Starting at the line that contains "drop a point: the bird's head", reproduce every line through the end of the entries below, with no pictures in the copy.

Records for this exercise:
>> start

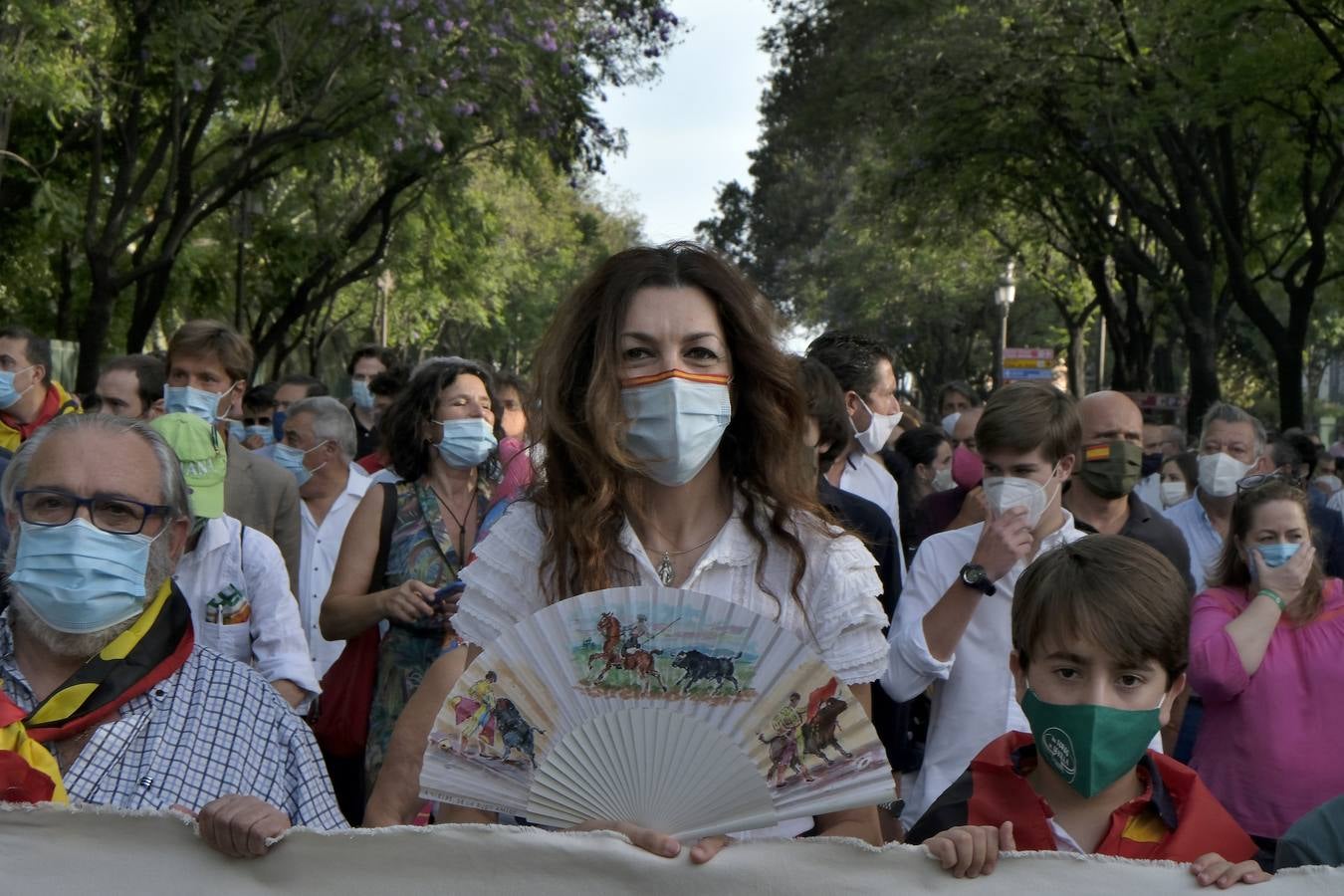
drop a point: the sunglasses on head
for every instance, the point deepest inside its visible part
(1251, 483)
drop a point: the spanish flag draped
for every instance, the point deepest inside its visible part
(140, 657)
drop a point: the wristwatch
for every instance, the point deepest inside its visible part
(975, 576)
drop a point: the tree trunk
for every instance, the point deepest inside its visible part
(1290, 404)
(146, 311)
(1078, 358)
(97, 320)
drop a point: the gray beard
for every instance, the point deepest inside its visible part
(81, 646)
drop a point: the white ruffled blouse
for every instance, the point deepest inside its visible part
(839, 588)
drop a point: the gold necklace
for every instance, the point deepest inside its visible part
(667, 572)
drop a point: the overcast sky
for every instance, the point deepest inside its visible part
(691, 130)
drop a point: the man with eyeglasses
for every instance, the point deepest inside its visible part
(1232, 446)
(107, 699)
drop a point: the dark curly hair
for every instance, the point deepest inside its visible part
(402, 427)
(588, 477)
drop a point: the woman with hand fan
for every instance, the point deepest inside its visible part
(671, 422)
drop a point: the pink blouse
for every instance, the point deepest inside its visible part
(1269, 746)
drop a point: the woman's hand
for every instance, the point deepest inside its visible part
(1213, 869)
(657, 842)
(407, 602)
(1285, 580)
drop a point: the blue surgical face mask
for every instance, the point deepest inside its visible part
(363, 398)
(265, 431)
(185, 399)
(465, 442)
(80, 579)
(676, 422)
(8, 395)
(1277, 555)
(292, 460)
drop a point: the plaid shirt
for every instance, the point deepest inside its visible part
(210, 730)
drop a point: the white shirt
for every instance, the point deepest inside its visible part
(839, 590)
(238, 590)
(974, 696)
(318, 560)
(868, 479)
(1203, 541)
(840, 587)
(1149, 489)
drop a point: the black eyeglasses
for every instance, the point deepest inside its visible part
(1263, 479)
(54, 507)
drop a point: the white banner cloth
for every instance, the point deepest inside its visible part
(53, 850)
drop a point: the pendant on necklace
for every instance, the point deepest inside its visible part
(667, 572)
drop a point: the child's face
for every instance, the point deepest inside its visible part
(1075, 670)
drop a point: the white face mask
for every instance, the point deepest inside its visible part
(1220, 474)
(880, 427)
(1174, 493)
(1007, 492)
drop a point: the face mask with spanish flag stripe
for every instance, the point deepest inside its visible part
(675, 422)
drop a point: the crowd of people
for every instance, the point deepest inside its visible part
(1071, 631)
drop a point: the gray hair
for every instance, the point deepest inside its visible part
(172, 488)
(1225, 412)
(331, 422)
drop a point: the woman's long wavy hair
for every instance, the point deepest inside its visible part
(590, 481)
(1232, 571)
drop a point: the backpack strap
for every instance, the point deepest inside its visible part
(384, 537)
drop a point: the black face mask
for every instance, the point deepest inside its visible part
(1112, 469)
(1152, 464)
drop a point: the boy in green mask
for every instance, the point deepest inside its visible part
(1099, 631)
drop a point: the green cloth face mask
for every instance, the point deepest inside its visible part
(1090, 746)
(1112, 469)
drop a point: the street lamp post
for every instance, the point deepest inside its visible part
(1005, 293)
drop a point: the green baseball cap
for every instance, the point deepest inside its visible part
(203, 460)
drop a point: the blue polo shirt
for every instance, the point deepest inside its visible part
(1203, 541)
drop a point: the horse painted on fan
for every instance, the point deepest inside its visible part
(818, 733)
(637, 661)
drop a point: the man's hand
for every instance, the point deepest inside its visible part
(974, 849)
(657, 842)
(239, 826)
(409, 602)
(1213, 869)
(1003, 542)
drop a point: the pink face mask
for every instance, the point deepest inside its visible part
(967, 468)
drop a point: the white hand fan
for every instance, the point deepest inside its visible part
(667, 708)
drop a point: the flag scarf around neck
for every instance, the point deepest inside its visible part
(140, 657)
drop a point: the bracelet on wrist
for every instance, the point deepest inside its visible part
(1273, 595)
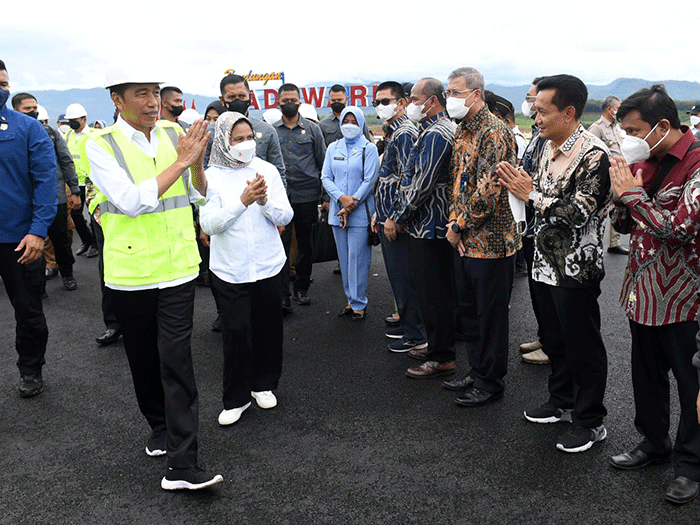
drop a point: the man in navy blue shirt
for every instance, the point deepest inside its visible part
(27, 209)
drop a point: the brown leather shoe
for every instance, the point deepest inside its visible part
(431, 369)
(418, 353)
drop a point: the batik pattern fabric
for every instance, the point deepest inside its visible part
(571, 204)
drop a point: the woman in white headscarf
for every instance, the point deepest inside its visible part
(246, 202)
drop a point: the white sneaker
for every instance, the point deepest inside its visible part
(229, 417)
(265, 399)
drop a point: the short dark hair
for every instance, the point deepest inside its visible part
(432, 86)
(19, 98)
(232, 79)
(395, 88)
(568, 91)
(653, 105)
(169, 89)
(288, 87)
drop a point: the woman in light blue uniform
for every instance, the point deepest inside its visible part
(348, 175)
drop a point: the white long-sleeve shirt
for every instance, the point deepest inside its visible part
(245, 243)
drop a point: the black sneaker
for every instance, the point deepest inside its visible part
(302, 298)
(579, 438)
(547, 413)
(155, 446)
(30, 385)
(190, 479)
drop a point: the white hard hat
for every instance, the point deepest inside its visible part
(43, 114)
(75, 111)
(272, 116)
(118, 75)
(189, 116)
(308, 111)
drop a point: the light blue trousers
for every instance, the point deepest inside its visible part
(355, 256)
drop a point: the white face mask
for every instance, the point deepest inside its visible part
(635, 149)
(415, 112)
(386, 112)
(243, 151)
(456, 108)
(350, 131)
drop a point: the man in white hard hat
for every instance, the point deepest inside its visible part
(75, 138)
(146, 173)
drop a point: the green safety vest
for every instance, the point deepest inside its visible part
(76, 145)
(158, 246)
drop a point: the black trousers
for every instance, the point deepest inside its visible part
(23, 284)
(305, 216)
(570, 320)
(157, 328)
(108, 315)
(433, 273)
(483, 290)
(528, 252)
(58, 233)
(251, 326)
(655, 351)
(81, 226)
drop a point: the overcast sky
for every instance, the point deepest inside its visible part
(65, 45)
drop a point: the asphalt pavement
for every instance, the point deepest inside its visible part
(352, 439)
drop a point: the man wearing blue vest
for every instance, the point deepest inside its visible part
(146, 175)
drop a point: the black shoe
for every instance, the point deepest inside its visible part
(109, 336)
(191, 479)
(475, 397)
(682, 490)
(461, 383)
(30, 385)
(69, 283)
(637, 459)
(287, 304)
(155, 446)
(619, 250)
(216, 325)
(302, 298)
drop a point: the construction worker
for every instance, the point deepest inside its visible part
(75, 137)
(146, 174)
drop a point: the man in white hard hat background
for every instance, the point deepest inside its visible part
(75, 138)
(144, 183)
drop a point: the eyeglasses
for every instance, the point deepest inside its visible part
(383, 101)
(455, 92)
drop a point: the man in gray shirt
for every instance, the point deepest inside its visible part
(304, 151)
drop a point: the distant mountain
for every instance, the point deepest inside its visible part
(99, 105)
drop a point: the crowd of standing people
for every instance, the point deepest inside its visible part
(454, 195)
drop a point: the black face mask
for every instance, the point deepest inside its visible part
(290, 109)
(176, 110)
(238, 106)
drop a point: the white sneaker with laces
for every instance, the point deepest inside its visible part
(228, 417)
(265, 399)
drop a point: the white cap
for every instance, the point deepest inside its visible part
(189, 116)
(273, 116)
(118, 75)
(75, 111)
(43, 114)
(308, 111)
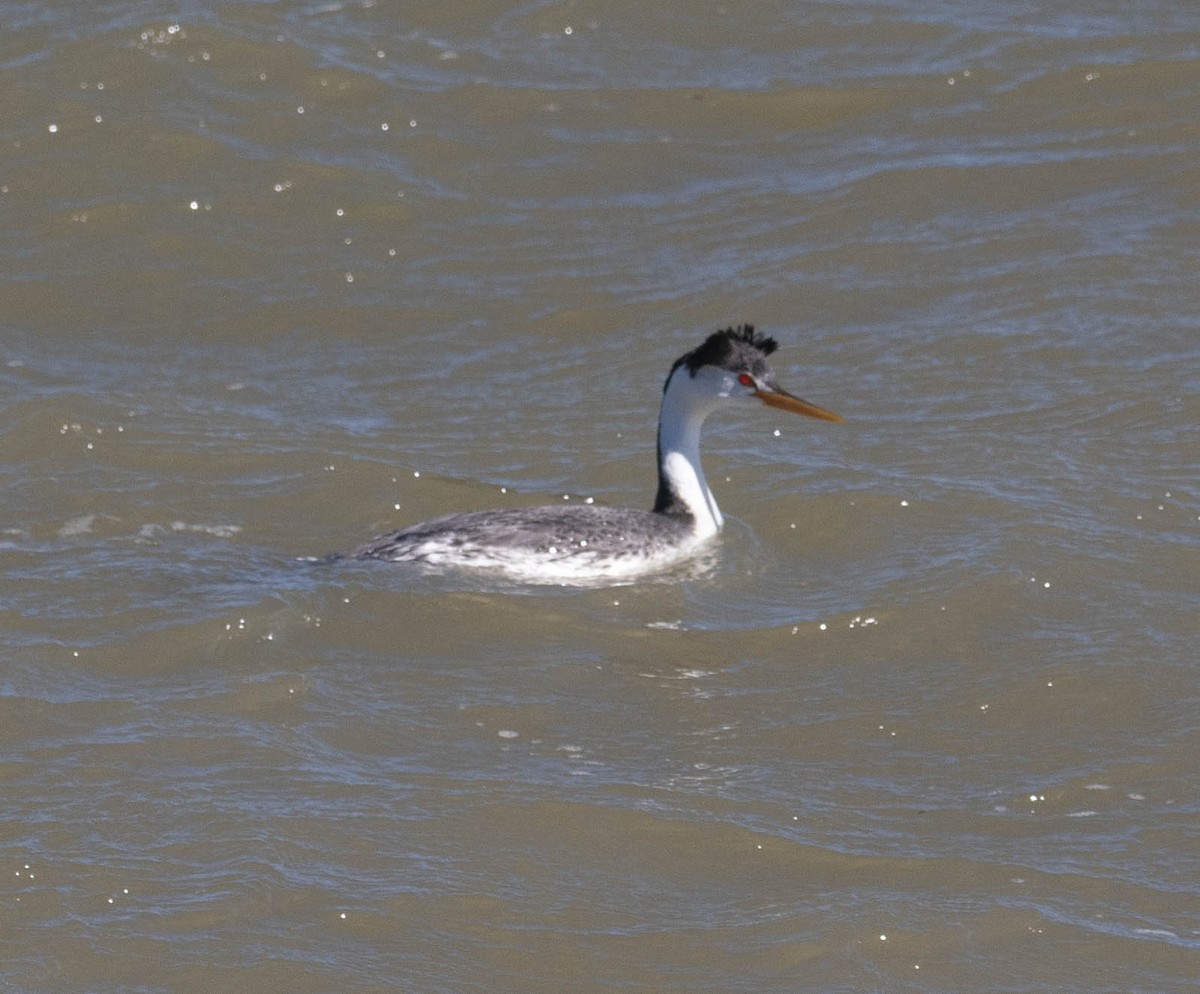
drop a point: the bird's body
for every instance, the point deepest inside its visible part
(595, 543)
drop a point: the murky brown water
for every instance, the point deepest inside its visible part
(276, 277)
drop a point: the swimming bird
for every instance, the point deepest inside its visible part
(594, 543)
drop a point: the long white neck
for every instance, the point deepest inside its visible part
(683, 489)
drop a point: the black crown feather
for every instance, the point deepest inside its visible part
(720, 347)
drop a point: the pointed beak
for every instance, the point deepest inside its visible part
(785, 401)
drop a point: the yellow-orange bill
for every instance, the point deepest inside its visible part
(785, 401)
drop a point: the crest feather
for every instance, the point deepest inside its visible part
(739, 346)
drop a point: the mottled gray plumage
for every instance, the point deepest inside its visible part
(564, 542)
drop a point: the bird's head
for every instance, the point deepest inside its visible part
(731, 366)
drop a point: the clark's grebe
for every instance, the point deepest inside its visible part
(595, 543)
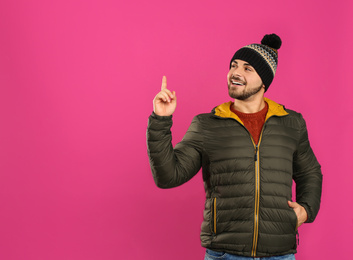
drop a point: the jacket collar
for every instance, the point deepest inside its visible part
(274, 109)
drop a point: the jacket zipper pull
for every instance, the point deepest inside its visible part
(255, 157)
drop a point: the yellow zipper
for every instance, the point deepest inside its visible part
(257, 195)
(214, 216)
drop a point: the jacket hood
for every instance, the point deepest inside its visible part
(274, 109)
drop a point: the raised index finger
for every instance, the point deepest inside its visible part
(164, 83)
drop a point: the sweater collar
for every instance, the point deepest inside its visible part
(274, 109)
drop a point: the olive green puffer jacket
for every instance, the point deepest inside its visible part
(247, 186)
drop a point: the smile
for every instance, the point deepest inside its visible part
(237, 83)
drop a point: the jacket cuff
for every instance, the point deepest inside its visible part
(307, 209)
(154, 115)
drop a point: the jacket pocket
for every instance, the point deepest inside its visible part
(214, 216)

>> end

Complete answer:
drop a point: the bird's head
for every instance, the point deepest inside its visible part
(731, 366)
drop a point: the clark's grebe
for every instance, the point deepest inside its visible part
(595, 543)
drop a point: the jacket collar
for every instance, the point deepest inside its visible part
(274, 109)
drop a point: the jacket zipper pull
for every instance, the point deepest inside its visible part
(255, 157)
drop a point: the yellow zipper
for every instance, the point deepest inside its visible part
(257, 195)
(214, 216)
drop a point: the jacket hood
for every instance, the point deepest inside its visible part
(274, 109)
drop a point: the raised index finger
for every instance, the point deepest inside its visible part
(164, 83)
drop a point: the sweater collar
for every instance, the point deepest inside its visible part
(274, 109)
drop a point: the olive green puffer jacket
for every instance, the point deepest inside its visible part
(247, 186)
drop a point: the smile
for every instance, the point deepest inside its visible part
(237, 83)
drop a point: the jacket cuff
for every instance, the point deepest inside its visible part
(307, 209)
(154, 115)
drop a point: the jacket pocket
for every instance, the point deepest inside its visible part
(214, 216)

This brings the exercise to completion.